• Exercise details:
Your task is to copy each line in the listing that includes the word "basket".

═════ Data supplied ═════

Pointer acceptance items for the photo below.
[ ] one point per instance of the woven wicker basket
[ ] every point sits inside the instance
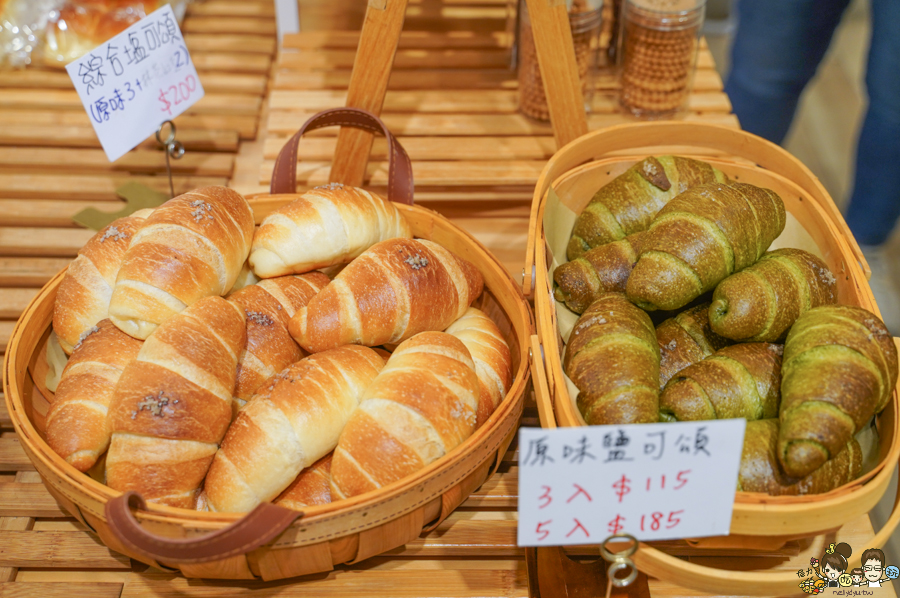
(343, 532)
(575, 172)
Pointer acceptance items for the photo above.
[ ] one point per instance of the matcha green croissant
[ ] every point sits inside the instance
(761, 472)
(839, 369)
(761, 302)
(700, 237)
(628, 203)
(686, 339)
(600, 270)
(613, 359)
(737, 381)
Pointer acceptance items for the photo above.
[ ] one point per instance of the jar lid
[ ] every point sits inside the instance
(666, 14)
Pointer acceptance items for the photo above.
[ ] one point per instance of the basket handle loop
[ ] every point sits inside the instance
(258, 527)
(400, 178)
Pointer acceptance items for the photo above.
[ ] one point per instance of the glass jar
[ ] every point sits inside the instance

═════

• Solution for this task:
[ ] one point per instance of the woven wicker basket
[ ] one point per instance of the basket handle loop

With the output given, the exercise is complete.